Make yourself feel better by maxing out your and your wife’s (she gets $1000) HSA contributions and calculating how much you’ll save on taxes!

wtfwjtd
2 years ago

Oftentimes, but not always, a couple is better off financially when they each have their own health plan, as deductibles and OOP are both cut in half. In addition, many insurance plans are way more than double the price for two (or more) individuals than for one. This analysis is especially important when there is a fairly wide disparity in health spending, as seems to be your case at the moment. Could this have made a difference in your case? Maybe, maybe not…until we can invent a crystal ball, choosing health insurance as we get older is mostly going to be a crap shoot. I wish there was a better way.

Rick Connor
2 years ago
Reply to  wtfwjtd

Really good question – I looked at my wife staying on COBRA and me moving to my retiree plan. The subsidy form my former employer made it the winner. I also thought it would b e good get engaged with them since we would be using them in 2022. My wife had some early health spending, but I’m starting to catch up.

wtfwjtd
2 years ago
Reply to  Rick Connor

Oh yeah, and one other minor detail: Neither analysis seems to account for the tax treatment of HSA spending vs strickly OOP spending. Once this is factored in, it appears that choosing between plan A and plan B would be a wash, with plan C being the least favorable option for your scenario.

» **Exercise instructions**
**a)** Answer these questions about the comment thread on health insurance and HSAs:
(i) How much does the wife get toward her HSA contribution?
(ii) Which two costs are cut in half when a couple each has their own health plan?
(iii) Which plan does the final comment call the least favorable option?
**b)** Write out the part of the comment thread on health insurance from "Really good question" to "for your scenario.".
**c)** Continue the comment thread on health insurance from its last sentence.
The records have no connection to the text.

» **Stored data entries**
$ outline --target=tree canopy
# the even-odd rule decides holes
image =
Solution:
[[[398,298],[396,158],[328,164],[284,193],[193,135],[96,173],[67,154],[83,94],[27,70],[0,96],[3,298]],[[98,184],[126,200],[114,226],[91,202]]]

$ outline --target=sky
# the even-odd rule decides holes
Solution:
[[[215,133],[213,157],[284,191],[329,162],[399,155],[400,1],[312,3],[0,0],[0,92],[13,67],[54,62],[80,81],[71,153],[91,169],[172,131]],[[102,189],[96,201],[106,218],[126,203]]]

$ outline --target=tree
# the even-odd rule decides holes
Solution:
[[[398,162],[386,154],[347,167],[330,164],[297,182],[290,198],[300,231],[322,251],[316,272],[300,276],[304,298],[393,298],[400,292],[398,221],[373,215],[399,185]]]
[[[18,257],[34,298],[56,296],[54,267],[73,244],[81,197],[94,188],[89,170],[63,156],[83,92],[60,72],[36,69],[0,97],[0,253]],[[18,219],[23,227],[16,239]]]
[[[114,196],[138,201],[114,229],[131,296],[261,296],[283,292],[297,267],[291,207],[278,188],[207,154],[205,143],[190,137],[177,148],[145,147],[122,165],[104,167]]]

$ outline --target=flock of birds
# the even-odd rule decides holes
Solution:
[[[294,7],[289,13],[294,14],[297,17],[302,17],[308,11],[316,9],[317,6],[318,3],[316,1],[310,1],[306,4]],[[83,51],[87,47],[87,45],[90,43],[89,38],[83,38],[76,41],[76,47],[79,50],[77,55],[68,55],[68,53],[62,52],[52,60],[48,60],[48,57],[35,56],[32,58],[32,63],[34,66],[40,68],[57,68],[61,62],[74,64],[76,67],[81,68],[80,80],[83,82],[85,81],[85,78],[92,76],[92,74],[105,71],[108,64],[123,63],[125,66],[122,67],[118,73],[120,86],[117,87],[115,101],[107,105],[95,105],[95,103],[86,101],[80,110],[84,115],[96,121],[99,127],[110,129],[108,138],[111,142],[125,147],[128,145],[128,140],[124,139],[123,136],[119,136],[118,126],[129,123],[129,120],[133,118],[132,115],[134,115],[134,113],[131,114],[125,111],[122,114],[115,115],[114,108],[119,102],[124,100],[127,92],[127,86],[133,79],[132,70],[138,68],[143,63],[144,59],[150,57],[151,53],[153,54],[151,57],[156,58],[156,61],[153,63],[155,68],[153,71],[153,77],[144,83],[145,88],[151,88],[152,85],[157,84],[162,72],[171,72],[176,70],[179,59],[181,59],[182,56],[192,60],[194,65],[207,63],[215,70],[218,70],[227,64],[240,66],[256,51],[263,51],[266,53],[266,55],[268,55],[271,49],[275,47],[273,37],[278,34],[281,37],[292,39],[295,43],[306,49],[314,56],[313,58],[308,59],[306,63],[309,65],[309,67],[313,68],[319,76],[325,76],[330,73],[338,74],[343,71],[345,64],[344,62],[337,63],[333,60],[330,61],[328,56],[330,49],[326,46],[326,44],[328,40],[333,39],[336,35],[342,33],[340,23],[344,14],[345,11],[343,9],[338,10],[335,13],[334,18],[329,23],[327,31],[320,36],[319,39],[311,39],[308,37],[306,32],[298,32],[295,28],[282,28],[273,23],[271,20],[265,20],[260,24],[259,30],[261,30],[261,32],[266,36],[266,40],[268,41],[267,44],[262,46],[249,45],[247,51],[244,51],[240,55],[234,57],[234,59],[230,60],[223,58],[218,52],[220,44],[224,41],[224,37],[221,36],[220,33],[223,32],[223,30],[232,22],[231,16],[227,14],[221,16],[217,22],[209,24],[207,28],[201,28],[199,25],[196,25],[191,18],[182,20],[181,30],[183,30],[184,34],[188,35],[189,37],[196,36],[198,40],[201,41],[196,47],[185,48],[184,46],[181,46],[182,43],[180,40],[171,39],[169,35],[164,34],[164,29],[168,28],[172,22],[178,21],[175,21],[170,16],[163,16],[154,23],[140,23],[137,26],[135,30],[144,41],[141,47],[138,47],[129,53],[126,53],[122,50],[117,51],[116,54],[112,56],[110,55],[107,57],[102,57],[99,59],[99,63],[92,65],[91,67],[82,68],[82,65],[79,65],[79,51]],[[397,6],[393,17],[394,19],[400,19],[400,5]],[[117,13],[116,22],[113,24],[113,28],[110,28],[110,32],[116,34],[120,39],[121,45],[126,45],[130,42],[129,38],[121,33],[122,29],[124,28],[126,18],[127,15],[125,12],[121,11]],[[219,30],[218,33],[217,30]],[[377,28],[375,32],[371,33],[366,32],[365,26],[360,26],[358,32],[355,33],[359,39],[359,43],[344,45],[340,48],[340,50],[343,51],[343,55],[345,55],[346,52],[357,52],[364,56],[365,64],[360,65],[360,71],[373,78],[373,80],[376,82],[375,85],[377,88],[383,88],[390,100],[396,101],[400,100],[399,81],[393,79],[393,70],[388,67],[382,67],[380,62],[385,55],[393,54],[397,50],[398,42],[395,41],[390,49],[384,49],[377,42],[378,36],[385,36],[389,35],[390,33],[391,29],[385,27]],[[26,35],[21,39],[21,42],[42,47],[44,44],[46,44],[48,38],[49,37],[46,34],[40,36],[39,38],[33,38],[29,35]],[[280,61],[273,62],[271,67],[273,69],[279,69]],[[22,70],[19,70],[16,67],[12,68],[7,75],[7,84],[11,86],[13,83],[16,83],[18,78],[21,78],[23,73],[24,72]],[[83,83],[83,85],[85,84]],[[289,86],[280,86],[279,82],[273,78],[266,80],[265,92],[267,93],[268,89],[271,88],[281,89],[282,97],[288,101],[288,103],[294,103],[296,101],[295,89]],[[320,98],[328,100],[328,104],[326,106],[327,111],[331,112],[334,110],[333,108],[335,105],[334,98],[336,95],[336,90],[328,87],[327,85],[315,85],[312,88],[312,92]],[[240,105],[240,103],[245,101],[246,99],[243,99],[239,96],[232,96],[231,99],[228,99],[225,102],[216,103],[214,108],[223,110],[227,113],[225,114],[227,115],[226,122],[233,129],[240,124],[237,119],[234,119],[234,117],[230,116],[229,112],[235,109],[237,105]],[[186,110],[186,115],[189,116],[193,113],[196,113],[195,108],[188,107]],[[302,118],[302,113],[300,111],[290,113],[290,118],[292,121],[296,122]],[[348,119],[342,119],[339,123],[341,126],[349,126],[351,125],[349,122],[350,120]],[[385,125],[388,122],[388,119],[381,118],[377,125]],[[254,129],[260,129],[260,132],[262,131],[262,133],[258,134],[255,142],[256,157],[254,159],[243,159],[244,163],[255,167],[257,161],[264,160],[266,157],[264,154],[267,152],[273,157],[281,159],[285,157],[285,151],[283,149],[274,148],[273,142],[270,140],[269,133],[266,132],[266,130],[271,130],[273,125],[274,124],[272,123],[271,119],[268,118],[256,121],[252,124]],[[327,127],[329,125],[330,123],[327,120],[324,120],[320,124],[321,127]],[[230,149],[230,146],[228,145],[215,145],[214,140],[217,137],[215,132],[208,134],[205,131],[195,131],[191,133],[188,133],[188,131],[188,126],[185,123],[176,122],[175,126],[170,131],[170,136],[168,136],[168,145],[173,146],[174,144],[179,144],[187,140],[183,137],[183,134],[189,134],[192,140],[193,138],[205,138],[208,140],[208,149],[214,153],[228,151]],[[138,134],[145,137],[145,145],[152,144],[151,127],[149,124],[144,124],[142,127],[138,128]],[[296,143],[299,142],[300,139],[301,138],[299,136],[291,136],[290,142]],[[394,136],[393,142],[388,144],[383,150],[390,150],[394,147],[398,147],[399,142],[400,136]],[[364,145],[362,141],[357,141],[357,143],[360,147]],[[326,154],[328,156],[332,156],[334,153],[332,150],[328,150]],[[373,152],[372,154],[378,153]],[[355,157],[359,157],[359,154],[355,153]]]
--
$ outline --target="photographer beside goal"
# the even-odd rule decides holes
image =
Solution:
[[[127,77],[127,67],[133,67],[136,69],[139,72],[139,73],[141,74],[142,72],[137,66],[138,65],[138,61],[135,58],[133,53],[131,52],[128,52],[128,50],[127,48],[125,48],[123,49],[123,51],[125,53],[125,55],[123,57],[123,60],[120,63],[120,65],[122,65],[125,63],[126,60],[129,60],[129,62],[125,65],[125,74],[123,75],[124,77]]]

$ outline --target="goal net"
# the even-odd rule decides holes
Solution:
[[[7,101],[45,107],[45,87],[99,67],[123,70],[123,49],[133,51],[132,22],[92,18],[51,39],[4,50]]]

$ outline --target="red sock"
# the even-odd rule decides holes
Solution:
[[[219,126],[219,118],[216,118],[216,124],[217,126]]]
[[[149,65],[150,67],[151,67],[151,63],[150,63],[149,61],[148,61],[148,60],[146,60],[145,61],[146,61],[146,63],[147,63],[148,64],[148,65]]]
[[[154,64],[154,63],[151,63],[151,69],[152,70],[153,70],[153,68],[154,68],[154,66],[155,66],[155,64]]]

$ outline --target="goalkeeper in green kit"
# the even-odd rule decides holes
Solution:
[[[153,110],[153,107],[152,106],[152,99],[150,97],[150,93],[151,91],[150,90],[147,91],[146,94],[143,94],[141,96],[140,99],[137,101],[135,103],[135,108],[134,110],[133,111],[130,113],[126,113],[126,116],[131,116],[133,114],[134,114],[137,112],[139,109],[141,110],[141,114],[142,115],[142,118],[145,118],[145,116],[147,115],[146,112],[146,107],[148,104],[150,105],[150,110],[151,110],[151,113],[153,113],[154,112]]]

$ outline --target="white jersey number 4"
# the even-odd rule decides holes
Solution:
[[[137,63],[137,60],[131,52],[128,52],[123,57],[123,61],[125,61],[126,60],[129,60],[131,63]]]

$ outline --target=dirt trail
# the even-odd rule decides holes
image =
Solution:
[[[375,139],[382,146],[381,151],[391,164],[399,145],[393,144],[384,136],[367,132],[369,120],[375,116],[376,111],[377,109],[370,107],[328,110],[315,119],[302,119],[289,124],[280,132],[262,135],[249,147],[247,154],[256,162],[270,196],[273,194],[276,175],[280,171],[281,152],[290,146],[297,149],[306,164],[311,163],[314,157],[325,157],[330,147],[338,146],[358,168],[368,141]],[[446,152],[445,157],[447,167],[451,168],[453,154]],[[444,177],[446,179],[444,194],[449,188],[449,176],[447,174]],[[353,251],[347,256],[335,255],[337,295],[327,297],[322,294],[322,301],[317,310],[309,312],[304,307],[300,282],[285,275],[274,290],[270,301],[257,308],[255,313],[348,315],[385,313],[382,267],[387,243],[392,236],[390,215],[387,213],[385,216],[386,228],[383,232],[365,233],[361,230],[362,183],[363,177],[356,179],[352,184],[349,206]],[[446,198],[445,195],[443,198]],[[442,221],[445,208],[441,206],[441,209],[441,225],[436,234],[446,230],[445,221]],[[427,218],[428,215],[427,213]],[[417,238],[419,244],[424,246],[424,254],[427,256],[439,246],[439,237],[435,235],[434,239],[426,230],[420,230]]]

» **Answers to the tasks**
**a)**
(i) $1000
(ii) Deductibles and OOP
(iii) Plan C

**b)**
Really good question – I looked at my wife staying on COBRA and me moving to my retiree plan. The subsidy form my former employer made it the winner. I also thought it would b e good get engaged with them since we would be using them in 2022. My wife had some early health spending, but I’m starting to catch up.

wtfwjtd
2 years ago
Reply to  Rick Connor

Oh yeah, and one other minor detail: Neither analysis seems to account for the tax treatment of HSA spending vs strickly OOP spending. Once this is factored in, it appears that choosing between plan A and plan B would be a wash, with plan C being the least favorable option for your scenario.

**c)**
George Counihan
2 years ago

Always enjoy your commentary gentlemen … One aspect of healthcare decisions that hits me is when I hear new retirees in their early/mid 60s saying that “I’m healthy I never go to the doctor”. I always encourage them to find someone in their late 70s or early 80s and ask them how often they seek medical care. Quite a different story

R Quinn
2 years ago

Don’t feel bad, choosing health benefits is a gamble simply because there are too many choices. I recently helped my son work through a 96 page open enrollment manual for his employer. It was ridiculous with no way to predict the right choice. One plan had different tiers of participating doctors. Try asking your doctor which tier she is in among the eight or so insurers she accepts. Depending on your ages it’s possible selecting an ACA plan could have been a better deal.

Rick Connor
2 years ago
Reply to  R Quinn

Thanks Dick. That sounds like a lot more complicated plan than I’ve been exposed to.

I have several friends who have preceded me in signing up for our former employer’s retiree medical plan. One did pretty extensive research on other options, including ACA, and concluded the subsidized employer plan was the best choice. I’m still a bit disappointed I missed the point that buying a full years lower deductible for just 5 months of premiums was a good deal.